Set problem:
Reproduce every entry exactly and leave its pictures out.

Task inputs:
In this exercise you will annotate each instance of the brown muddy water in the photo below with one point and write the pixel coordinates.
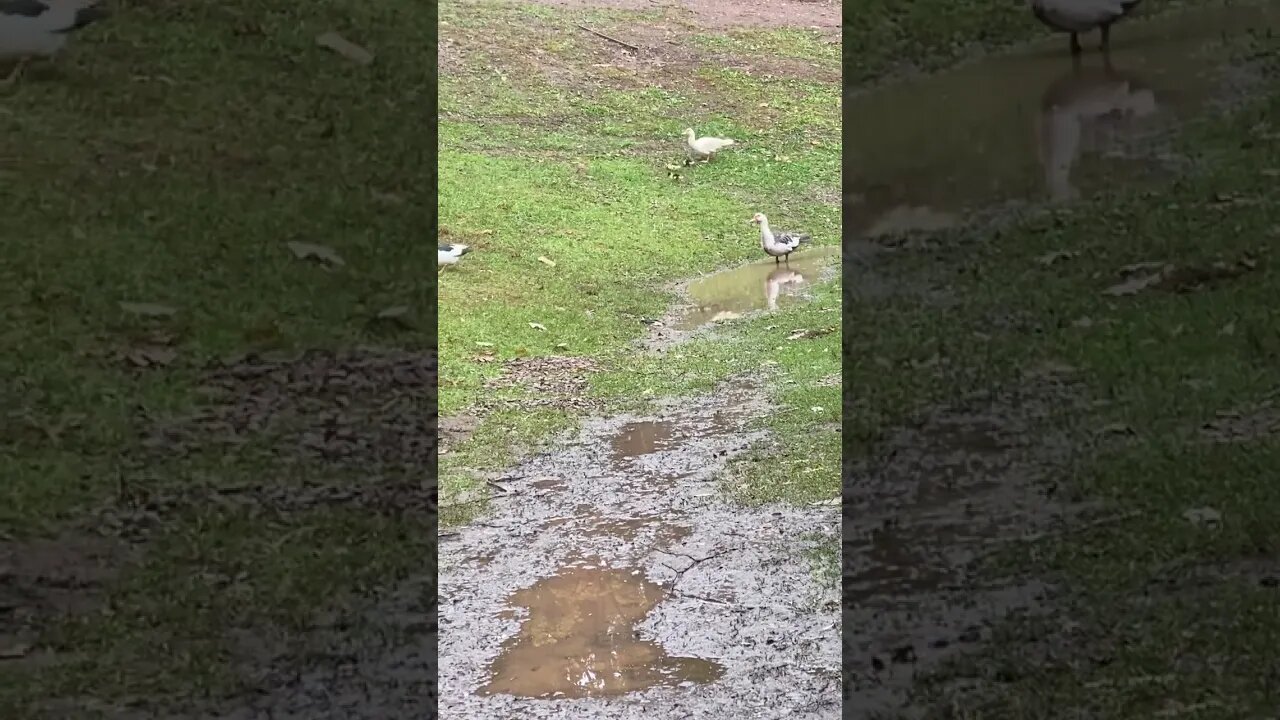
(758, 286)
(631, 589)
(580, 638)
(1032, 126)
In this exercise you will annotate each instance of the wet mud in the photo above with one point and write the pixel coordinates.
(580, 639)
(632, 589)
(923, 515)
(929, 154)
(44, 580)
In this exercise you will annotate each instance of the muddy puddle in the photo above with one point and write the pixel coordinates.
(758, 286)
(942, 496)
(580, 638)
(923, 154)
(641, 438)
(629, 588)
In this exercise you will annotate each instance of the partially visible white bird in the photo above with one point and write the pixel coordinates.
(777, 245)
(39, 28)
(449, 254)
(705, 147)
(1082, 16)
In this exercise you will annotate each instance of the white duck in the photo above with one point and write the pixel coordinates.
(447, 254)
(777, 245)
(1079, 113)
(1082, 16)
(39, 28)
(704, 147)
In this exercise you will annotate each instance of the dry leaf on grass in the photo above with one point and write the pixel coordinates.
(344, 48)
(804, 333)
(1134, 285)
(147, 309)
(151, 356)
(311, 251)
(1056, 256)
(1203, 516)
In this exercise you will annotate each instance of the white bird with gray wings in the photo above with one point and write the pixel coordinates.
(777, 245)
(449, 254)
(39, 28)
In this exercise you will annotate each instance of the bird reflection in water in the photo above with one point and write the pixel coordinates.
(777, 279)
(758, 286)
(1088, 110)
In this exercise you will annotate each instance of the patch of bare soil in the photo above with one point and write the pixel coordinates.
(945, 495)
(364, 411)
(635, 55)
(357, 409)
(46, 579)
(553, 381)
(1256, 422)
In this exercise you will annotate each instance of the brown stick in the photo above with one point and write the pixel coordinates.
(632, 48)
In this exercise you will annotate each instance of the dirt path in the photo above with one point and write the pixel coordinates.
(615, 569)
(730, 13)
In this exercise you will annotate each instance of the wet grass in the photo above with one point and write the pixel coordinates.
(1161, 593)
(563, 155)
(169, 159)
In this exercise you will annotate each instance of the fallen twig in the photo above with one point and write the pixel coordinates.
(693, 563)
(627, 45)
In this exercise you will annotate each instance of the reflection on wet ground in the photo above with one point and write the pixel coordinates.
(758, 286)
(580, 639)
(641, 438)
(926, 153)
(944, 495)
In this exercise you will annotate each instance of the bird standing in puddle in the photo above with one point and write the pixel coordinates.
(777, 245)
(39, 28)
(1082, 16)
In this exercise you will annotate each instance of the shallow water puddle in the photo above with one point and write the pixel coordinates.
(757, 286)
(641, 438)
(580, 639)
(926, 153)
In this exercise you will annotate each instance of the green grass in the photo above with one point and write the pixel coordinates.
(565, 156)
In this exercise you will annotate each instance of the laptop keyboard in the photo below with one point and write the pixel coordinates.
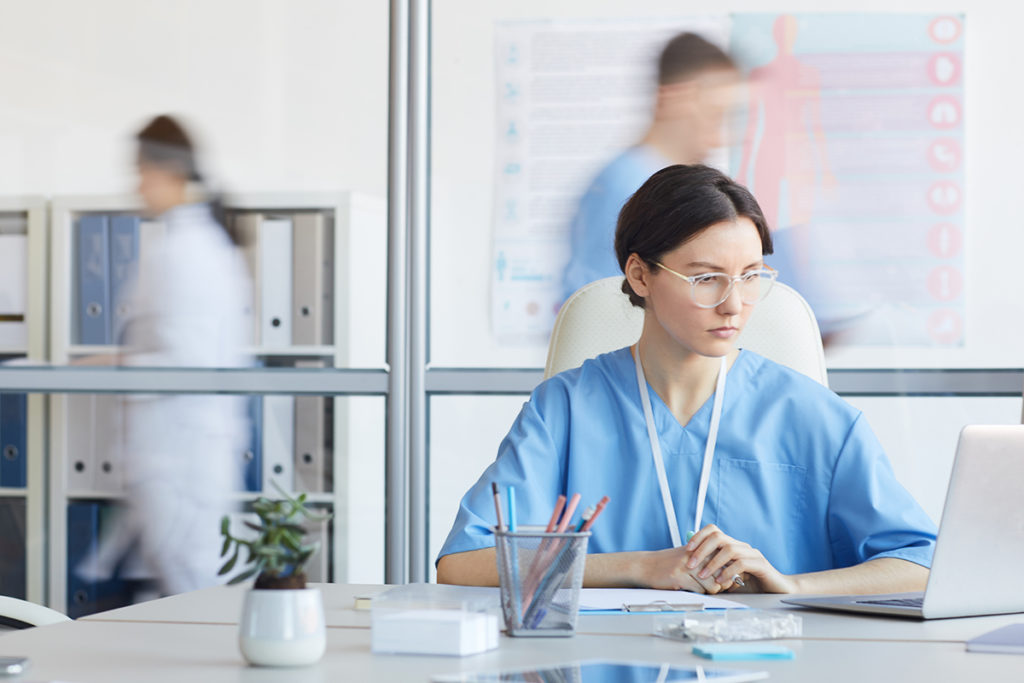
(895, 602)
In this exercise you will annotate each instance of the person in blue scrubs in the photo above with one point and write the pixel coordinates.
(800, 495)
(696, 83)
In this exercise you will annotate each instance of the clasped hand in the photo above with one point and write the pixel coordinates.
(711, 561)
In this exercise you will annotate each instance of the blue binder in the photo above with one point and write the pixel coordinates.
(12, 556)
(253, 457)
(124, 266)
(13, 414)
(85, 519)
(93, 281)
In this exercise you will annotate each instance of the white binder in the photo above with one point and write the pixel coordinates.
(279, 440)
(80, 419)
(316, 568)
(311, 298)
(109, 438)
(94, 439)
(275, 282)
(247, 226)
(13, 285)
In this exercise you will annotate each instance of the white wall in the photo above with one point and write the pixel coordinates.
(285, 95)
(463, 169)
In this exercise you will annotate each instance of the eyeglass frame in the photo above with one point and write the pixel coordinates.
(692, 280)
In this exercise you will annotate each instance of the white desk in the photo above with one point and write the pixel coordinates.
(223, 605)
(165, 640)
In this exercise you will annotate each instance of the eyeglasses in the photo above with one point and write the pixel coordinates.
(711, 289)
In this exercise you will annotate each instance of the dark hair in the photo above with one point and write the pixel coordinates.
(164, 142)
(688, 54)
(674, 206)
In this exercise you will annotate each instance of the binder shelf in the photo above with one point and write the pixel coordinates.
(303, 253)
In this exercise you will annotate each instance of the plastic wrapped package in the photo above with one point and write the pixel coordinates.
(728, 625)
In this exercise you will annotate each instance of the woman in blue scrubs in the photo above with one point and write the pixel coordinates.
(780, 484)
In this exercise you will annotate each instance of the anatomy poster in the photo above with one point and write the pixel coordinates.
(854, 146)
(570, 96)
(849, 131)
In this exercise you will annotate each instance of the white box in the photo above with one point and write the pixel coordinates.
(434, 632)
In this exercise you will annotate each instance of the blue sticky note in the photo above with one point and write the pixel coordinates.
(742, 651)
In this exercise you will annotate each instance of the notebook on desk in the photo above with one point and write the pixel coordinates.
(981, 539)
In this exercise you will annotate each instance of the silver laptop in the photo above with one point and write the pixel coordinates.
(981, 535)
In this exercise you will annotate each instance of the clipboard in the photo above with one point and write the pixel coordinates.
(663, 606)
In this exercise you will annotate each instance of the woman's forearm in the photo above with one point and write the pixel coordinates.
(886, 574)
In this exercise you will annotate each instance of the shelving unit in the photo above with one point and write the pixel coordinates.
(356, 260)
(29, 213)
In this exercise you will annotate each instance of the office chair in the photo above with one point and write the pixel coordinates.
(16, 613)
(599, 318)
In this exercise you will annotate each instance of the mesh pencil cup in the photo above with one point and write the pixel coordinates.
(541, 575)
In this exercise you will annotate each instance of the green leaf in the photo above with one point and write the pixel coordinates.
(248, 573)
(229, 564)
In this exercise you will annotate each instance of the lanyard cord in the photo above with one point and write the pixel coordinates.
(655, 449)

Answer:
In this exercise you will annotate each instance of the brown muddy water in the photo below with one point and write the pixel coordinates.
(758, 286)
(631, 589)
(580, 638)
(1032, 126)
In this exercise you will annotate each instance of the wet mud in the photo above with one point and write the pixel coordinates.
(580, 639)
(632, 589)
(923, 515)
(929, 154)
(44, 580)
In this exercise you will annotate each instance of the muddy puddle in the photo above with one point and write the pixel coordinates.
(758, 286)
(942, 496)
(580, 638)
(923, 154)
(641, 438)
(629, 588)
In this exercise you will annotate each instance of the partially visible white bird in the photo above with one point and write the pixel coordinates.
(777, 245)
(39, 28)
(449, 254)
(705, 147)
(1082, 16)
In this exercise you will annotate each instance of the white duck in the photo above with one point and write the pixel coordinates.
(447, 254)
(777, 245)
(1079, 113)
(1082, 16)
(39, 28)
(704, 147)
In this exercise you will annotate each instance of the dry leaf on grass in the photo above with one point and write the pixel coordinates.
(344, 48)
(804, 333)
(1134, 285)
(147, 309)
(151, 356)
(311, 251)
(1056, 256)
(1203, 516)
In this exercise you will annotate each instance of the white bird with gray wings in the photo above with one point and write the pixel coordinates.
(777, 245)
(449, 254)
(39, 28)
In this exercise you will annotate each instance of the bird reflection in water in the photo above with one point and write the pixel coordinates.
(777, 279)
(758, 286)
(1088, 110)
In this exercise you will annotate each instance of the patch of bare soil in the photo above with one point and write the pixel coordinates.
(945, 495)
(364, 411)
(635, 55)
(357, 409)
(46, 579)
(553, 381)
(1256, 422)
In this exercise you will annotate each instance of the brown stick in the photo above with one point and write the pixel coordinates.
(632, 48)
In this exercise you will annotate each instance of the dirt path in the photo above with one point and write the pixel coordinates.
(615, 569)
(730, 13)
In this exercise you will annotate each instance of the wet grass in the photo above with one point and write the pixel coordinates.
(1161, 593)
(563, 155)
(169, 159)
In this exercise you will annotate each instance of the fallen twig in the photo above with one point and write the pixel coordinates.
(693, 563)
(627, 45)
In this exercise you will annotate each instance of the reflection on wet ground in the photo above with one point and write the pixel coordinates.
(758, 286)
(580, 639)
(641, 438)
(926, 153)
(944, 495)
In this exercise you will annotate each instance of the bird standing in puddle in the photo above with one point and write the pixel coordinates.
(777, 245)
(39, 28)
(1082, 16)
In this exercise you will annotate each instance of the shallow water puddle in the photo above with one point and write the pixel coordinates.
(757, 286)
(641, 438)
(580, 639)
(926, 153)
In this exercise you will annotate each instance of the green grass in the photo above with one point and write the pixel coordinates.
(565, 156)
In this exercise you will annotate each instance of the laptop keyboard in the photo below with one point and write the pixel coordinates.
(895, 602)
In this exercise you will annotate each instance of the person in blue scrubs in the photo above with one point and write the pixel coordinates.
(800, 495)
(696, 83)
In this exercise you will annotate each instance of the clasped hand in the photo above with one point and write the pixel coordinates.
(711, 561)
In this exercise you will annotate each instance of the blue binder in the photo above with one point and write the pixel coordinates.
(12, 556)
(253, 457)
(124, 266)
(13, 414)
(85, 519)
(93, 281)
In this exercise you will annotate each instance of the white binder in the photo above with one point and write the pixel coordinates.
(279, 440)
(80, 419)
(316, 568)
(311, 298)
(109, 438)
(94, 439)
(275, 282)
(247, 226)
(13, 285)
In this exercise you will annotate each instance of the white wall in the photo above with one point and write the pixel coordinates.
(285, 95)
(463, 169)
In this exercise you will annotate each instance of the eyeglass frame in the photo above with one point and write the pixel coordinates.
(692, 280)
In this exercise you will annotate each instance of the white desk in the photo above with one point and write the pixel coordinates.
(223, 605)
(165, 640)
In this exercise you will annotate each instance of the eyeglasses in the photo above with one point and write the pixel coordinates.
(711, 289)
In this exercise you will annotate each instance of the dark hair in the photo above with one point and write the pixel coordinates.
(164, 142)
(688, 54)
(674, 206)
In this exercise you will annotate each instance of the binder shelf in the photo above with one point and write the pixel coordinates.
(303, 253)
In this exercise you will annotate each instance of the plastic wrapped package in the photo above with one point and write the pixel coordinates.
(728, 625)
In this exercise you will annotate each instance of the woman in blue scrubs in the photo above with one point and write the pixel coordinates.
(780, 484)
In this exercise you will annotate each instance of the anatomy poster in the photo above with one point and write the pixel coordinates.
(854, 146)
(570, 96)
(849, 131)
In this exercise you will annotate each instance of the white box in the photo above with one point and write the pixel coordinates.
(434, 632)
In this exercise you will annotate each instance of the blue sticky note in the photo above with one point and write the pixel coordinates.
(742, 651)
In this exercise you will annotate each instance of the notebook on desk in the photo above with one point and write the pixel coordinates.
(981, 539)
In this exercise you will annotate each instance of the silver laptop in the photo above with one point and write the pixel coordinates.
(981, 535)
In this exercise you will annotate each instance of the clipboard in the photo above with one point and write the pixel coordinates.
(663, 606)
In this exercise you will annotate each instance of the woman's forearm in the photo above with one point and write the pixel coordinates.
(886, 574)
In this exercise you will annotate each instance of the shelving unit in the photo above with one point and write the pixel coordinates.
(356, 260)
(29, 213)
In this exercise you will annotate each instance of the office chair in the photo above with one point and write the pixel coordinates.
(16, 613)
(599, 318)
In this exercise you will annotate each instance of the mesh pencil cup in the photo above with one point and write the pixel coordinates.
(541, 575)
In this exercise you will annotate each instance of the green leaf in the photo above with one point and write the pixel coordinates.
(248, 573)
(229, 564)
In this exercise you will annotate each instance of the lanyard cord in the photo above with one point and write the pixel coordinates.
(655, 449)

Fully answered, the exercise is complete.